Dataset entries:
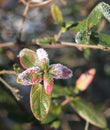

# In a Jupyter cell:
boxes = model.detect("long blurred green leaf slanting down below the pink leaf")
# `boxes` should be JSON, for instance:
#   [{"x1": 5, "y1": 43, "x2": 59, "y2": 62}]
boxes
[{"x1": 70, "y1": 98, "x2": 107, "y2": 128}]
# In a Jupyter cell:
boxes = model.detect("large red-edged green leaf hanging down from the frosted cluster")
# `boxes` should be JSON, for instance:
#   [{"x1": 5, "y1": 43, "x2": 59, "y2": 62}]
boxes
[{"x1": 30, "y1": 84, "x2": 51, "y2": 121}]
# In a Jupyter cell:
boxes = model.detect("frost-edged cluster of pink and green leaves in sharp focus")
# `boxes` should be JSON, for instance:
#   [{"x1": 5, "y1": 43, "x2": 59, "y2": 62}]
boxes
[{"x1": 17, "y1": 49, "x2": 72, "y2": 120}]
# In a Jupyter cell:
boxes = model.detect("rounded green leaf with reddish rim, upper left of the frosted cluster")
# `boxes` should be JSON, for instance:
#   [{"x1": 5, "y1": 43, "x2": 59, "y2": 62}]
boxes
[{"x1": 19, "y1": 48, "x2": 38, "y2": 69}]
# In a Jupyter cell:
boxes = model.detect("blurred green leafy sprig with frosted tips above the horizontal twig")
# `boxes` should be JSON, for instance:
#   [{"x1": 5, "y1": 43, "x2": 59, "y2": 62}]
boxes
[{"x1": 51, "y1": 2, "x2": 110, "y2": 48}]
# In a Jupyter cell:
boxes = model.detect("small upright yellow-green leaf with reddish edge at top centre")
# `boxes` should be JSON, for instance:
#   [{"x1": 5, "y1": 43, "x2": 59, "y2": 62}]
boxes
[{"x1": 51, "y1": 5, "x2": 64, "y2": 26}]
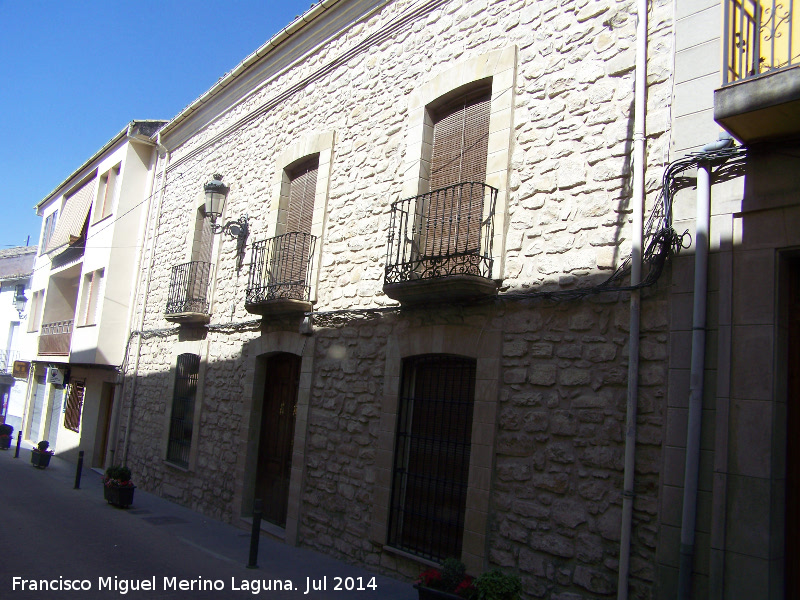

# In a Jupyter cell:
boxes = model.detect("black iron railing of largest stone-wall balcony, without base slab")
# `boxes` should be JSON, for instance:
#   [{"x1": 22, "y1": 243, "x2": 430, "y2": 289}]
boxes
[{"x1": 385, "y1": 183, "x2": 497, "y2": 284}]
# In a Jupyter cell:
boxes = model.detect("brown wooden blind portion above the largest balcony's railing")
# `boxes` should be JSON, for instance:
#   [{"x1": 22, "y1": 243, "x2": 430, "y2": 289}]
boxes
[{"x1": 430, "y1": 87, "x2": 491, "y2": 190}]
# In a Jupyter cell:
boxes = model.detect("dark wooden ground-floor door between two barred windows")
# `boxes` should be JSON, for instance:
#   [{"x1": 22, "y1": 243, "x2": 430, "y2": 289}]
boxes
[{"x1": 255, "y1": 354, "x2": 301, "y2": 527}]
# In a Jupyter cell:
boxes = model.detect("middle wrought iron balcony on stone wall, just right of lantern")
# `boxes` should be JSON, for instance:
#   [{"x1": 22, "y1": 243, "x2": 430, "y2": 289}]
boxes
[{"x1": 245, "y1": 232, "x2": 317, "y2": 315}]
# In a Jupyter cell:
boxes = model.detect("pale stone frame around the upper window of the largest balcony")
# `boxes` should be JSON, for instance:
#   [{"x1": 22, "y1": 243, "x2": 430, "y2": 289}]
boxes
[{"x1": 402, "y1": 45, "x2": 518, "y2": 280}]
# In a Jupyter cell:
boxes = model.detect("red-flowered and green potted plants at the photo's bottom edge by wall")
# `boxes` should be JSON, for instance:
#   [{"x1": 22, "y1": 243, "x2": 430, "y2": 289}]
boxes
[{"x1": 414, "y1": 558, "x2": 522, "y2": 600}]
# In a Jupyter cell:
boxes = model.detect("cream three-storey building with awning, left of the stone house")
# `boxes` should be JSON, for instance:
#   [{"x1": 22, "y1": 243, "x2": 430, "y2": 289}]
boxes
[{"x1": 23, "y1": 121, "x2": 163, "y2": 468}]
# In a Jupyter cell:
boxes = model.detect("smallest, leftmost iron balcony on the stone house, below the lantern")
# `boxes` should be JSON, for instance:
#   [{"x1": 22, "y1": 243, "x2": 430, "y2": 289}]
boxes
[{"x1": 164, "y1": 261, "x2": 211, "y2": 323}]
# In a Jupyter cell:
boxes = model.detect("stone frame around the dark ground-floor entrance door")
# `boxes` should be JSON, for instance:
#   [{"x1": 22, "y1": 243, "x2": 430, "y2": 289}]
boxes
[{"x1": 233, "y1": 331, "x2": 314, "y2": 546}]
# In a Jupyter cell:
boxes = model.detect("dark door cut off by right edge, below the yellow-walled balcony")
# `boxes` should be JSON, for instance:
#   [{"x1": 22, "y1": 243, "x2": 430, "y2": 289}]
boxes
[{"x1": 785, "y1": 259, "x2": 800, "y2": 598}]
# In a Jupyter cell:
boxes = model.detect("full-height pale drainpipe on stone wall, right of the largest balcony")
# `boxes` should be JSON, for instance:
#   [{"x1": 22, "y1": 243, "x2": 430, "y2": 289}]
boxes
[{"x1": 617, "y1": 0, "x2": 647, "y2": 600}]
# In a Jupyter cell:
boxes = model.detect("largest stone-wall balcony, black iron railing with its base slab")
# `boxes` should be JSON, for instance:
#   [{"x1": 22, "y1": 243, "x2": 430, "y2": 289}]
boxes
[{"x1": 383, "y1": 182, "x2": 497, "y2": 304}]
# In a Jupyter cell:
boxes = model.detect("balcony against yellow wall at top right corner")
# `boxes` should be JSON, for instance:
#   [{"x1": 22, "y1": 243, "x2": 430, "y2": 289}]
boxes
[{"x1": 714, "y1": 0, "x2": 800, "y2": 143}]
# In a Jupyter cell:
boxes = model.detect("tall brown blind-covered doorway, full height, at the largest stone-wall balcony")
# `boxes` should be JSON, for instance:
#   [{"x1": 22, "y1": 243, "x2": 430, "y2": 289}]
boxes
[{"x1": 417, "y1": 87, "x2": 491, "y2": 274}]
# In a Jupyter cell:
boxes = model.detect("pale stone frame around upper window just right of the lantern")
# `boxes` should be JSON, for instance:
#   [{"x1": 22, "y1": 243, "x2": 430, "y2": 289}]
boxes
[{"x1": 267, "y1": 131, "x2": 335, "y2": 304}]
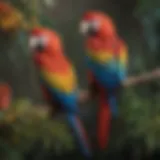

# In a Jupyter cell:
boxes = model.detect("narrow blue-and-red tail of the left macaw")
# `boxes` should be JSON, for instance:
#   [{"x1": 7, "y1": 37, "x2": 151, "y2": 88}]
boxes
[{"x1": 67, "y1": 114, "x2": 91, "y2": 157}]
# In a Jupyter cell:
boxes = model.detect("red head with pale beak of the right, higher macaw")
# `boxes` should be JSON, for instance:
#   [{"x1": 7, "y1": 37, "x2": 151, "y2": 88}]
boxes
[{"x1": 80, "y1": 11, "x2": 116, "y2": 37}]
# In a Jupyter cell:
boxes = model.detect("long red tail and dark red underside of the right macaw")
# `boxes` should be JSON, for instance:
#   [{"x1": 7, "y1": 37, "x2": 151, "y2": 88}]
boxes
[{"x1": 87, "y1": 71, "x2": 111, "y2": 149}]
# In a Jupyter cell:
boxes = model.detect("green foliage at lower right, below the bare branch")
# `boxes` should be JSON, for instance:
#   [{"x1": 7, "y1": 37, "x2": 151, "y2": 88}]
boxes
[{"x1": 121, "y1": 86, "x2": 160, "y2": 149}]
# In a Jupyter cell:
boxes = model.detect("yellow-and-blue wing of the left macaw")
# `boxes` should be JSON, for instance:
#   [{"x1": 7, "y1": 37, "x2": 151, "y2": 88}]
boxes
[{"x1": 41, "y1": 71, "x2": 78, "y2": 111}]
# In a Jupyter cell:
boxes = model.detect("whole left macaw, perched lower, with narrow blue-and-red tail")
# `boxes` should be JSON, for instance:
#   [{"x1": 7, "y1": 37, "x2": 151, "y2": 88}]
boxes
[{"x1": 29, "y1": 27, "x2": 91, "y2": 157}]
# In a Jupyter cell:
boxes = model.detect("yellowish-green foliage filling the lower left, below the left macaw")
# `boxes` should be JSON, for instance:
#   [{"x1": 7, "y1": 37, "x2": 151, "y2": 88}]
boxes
[{"x1": 0, "y1": 99, "x2": 73, "y2": 159}]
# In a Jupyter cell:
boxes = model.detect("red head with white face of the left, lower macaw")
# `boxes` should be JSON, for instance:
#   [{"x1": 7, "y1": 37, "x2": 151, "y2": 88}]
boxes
[{"x1": 29, "y1": 28, "x2": 62, "y2": 65}]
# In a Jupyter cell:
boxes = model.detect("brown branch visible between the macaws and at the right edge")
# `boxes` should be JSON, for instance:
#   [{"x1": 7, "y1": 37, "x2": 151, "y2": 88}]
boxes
[{"x1": 79, "y1": 68, "x2": 160, "y2": 103}]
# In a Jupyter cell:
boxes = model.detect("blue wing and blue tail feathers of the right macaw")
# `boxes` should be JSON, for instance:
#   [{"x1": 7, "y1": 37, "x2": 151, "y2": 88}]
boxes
[{"x1": 87, "y1": 57, "x2": 122, "y2": 117}]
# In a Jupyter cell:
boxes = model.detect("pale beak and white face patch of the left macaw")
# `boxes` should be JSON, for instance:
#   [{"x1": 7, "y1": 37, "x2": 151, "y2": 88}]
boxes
[{"x1": 29, "y1": 36, "x2": 47, "y2": 51}]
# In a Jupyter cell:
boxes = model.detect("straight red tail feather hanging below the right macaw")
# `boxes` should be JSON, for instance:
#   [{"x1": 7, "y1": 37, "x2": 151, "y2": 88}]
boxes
[{"x1": 97, "y1": 92, "x2": 111, "y2": 150}]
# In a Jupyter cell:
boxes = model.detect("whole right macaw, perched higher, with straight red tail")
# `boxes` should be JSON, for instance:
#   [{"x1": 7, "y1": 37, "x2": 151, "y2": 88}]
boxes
[{"x1": 80, "y1": 11, "x2": 127, "y2": 149}]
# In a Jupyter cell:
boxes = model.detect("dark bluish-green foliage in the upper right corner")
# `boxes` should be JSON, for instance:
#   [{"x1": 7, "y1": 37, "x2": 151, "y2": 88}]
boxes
[{"x1": 135, "y1": 0, "x2": 160, "y2": 57}]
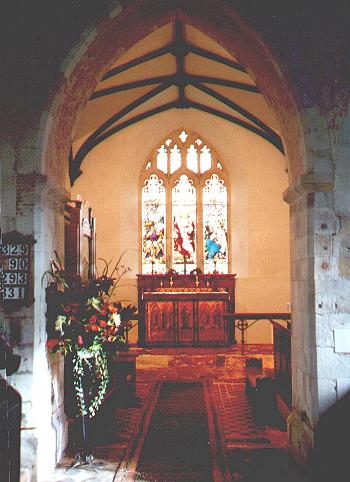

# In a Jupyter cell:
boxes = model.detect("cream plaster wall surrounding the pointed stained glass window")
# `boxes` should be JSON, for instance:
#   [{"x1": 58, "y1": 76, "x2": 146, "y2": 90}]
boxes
[{"x1": 72, "y1": 110, "x2": 290, "y2": 343}]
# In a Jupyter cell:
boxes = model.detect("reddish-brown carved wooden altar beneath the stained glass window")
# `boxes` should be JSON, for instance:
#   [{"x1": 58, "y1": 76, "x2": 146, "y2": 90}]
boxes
[{"x1": 138, "y1": 273, "x2": 235, "y2": 346}]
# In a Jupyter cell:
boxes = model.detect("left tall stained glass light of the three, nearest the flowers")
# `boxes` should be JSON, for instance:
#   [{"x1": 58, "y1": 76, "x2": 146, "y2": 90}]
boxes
[{"x1": 142, "y1": 174, "x2": 166, "y2": 274}]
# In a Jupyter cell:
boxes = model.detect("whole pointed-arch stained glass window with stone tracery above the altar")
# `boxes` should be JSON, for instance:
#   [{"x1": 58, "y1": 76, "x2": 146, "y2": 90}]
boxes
[{"x1": 141, "y1": 129, "x2": 229, "y2": 274}]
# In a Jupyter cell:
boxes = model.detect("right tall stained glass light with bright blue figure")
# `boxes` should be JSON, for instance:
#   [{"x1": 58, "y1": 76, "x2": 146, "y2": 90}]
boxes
[{"x1": 203, "y1": 174, "x2": 228, "y2": 273}]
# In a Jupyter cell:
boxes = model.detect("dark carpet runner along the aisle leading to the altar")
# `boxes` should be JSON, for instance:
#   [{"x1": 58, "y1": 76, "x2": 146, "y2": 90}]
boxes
[{"x1": 135, "y1": 382, "x2": 212, "y2": 482}]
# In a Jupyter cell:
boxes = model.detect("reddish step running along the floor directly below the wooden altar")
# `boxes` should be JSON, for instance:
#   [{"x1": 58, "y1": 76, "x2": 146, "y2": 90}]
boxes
[{"x1": 131, "y1": 345, "x2": 274, "y2": 370}]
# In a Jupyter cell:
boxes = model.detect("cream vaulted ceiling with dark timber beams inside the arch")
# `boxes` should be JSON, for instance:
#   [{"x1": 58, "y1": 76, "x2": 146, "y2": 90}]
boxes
[{"x1": 70, "y1": 21, "x2": 283, "y2": 183}]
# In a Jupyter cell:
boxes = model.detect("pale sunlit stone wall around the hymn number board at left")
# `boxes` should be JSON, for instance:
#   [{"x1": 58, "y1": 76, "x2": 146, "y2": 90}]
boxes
[{"x1": 1, "y1": 156, "x2": 67, "y2": 481}]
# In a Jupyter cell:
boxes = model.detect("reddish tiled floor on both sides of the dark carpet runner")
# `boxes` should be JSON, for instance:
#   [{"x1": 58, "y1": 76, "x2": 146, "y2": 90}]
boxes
[{"x1": 48, "y1": 347, "x2": 307, "y2": 482}]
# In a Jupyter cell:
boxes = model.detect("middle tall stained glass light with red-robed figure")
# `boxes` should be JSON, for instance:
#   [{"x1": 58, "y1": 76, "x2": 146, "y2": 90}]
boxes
[{"x1": 172, "y1": 175, "x2": 196, "y2": 273}]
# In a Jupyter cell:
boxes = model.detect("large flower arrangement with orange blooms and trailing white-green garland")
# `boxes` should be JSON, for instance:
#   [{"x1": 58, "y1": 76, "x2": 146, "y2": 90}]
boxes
[{"x1": 45, "y1": 254, "x2": 136, "y2": 417}]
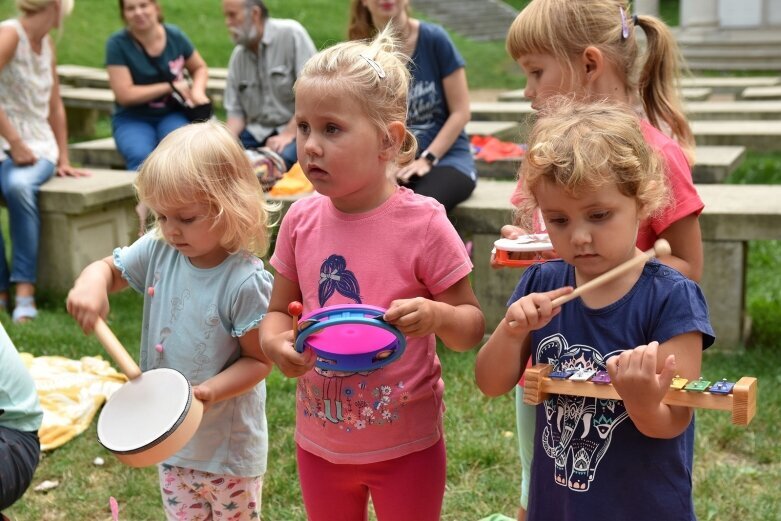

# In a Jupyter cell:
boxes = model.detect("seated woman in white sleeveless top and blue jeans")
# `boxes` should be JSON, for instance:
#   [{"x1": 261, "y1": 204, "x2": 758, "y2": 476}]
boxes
[{"x1": 0, "y1": 0, "x2": 84, "y2": 322}]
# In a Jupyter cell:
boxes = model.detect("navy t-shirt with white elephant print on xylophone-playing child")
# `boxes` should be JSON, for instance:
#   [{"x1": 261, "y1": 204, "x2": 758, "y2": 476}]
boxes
[{"x1": 510, "y1": 260, "x2": 714, "y2": 521}]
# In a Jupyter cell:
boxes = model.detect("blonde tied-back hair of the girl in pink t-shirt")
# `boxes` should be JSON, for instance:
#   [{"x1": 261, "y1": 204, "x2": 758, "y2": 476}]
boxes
[{"x1": 295, "y1": 26, "x2": 418, "y2": 165}]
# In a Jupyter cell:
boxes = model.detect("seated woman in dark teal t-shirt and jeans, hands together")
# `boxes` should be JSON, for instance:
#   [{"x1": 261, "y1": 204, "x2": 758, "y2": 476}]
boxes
[{"x1": 106, "y1": 0, "x2": 208, "y2": 170}]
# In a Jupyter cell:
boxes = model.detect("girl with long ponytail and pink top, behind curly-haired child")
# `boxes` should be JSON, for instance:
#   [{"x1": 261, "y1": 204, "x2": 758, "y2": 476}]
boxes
[{"x1": 494, "y1": 0, "x2": 704, "y2": 520}]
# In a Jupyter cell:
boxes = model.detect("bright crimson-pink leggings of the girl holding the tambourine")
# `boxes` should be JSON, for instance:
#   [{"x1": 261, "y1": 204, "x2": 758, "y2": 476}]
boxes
[{"x1": 296, "y1": 438, "x2": 447, "y2": 521}]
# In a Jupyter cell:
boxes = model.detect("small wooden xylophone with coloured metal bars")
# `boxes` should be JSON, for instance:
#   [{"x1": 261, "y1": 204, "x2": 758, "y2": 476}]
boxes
[{"x1": 523, "y1": 364, "x2": 757, "y2": 425}]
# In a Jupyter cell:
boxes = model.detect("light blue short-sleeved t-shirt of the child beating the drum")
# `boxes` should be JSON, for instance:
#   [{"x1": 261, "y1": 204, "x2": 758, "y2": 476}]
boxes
[{"x1": 114, "y1": 232, "x2": 273, "y2": 477}]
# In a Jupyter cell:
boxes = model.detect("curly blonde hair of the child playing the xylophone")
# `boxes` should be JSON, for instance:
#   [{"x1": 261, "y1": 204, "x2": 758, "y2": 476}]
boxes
[{"x1": 516, "y1": 97, "x2": 670, "y2": 229}]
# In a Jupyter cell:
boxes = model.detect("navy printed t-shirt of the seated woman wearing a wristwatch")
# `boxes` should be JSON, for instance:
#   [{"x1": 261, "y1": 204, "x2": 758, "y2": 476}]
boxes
[{"x1": 407, "y1": 22, "x2": 477, "y2": 179}]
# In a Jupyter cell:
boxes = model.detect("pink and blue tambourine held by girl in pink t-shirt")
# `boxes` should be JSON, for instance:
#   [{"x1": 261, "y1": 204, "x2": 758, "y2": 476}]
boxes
[{"x1": 295, "y1": 304, "x2": 407, "y2": 372}]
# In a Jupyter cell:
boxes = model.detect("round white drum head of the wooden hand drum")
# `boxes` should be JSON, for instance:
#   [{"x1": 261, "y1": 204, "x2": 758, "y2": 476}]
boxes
[{"x1": 98, "y1": 368, "x2": 192, "y2": 454}]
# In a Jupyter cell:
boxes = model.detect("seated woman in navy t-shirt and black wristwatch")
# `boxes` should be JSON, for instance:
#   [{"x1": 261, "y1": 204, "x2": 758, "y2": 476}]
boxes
[{"x1": 348, "y1": 0, "x2": 477, "y2": 211}]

## Exercise
Going by the data above, give back only the lines from the one containing "right macaw, perched" through the one containing "light with bright", exactly as they stand, both ends included and no images.

## Answer space
boxes = model.detect("whole right macaw, perched higher, with straight red tail")
# `boxes` should be JSON, for instance:
#   [{"x1": 7, "y1": 37, "x2": 151, "y2": 88}]
boxes
[{"x1": 80, "y1": 11, "x2": 127, "y2": 149}]
# In a Jupyter cell:
boxes = model.detect("dark bluish-green foliage in the upper right corner")
# `boxes` should be JSON, for instance:
#   [{"x1": 7, "y1": 37, "x2": 151, "y2": 88}]
boxes
[{"x1": 135, "y1": 0, "x2": 160, "y2": 57}]

# In a Jupyter cell:
boxes = model.detect("cream plaster wall surrounding the pointed stained glass window")
# `boxes` should be JSON, for instance:
#   [{"x1": 58, "y1": 76, "x2": 146, "y2": 90}]
boxes
[{"x1": 72, "y1": 110, "x2": 290, "y2": 343}]
# In a Jupyter cell:
boxes = model.detect("reddish-brown carved wooden altar beneath the stained glass window")
# `boxes` should be JSON, for instance:
#   [{"x1": 58, "y1": 76, "x2": 146, "y2": 90}]
boxes
[{"x1": 138, "y1": 273, "x2": 235, "y2": 346}]
# In a Jupyter cell:
boxes = model.detect("left tall stained glass light of the three, nearest the flowers")
# `boxes` should be JSON, for instance:
#   [{"x1": 58, "y1": 76, "x2": 146, "y2": 90}]
boxes
[{"x1": 142, "y1": 174, "x2": 166, "y2": 274}]
# In a Jupyter cell:
boxes = model.detect("whole pointed-arch stained glass window with stone tracery above the altar")
# `boxes` should be JSON, for instance:
#   [{"x1": 58, "y1": 76, "x2": 146, "y2": 90}]
boxes
[{"x1": 141, "y1": 129, "x2": 229, "y2": 274}]
# In a Jupyter cell:
boxes = model.detect("right tall stained glass light with bright blue figure")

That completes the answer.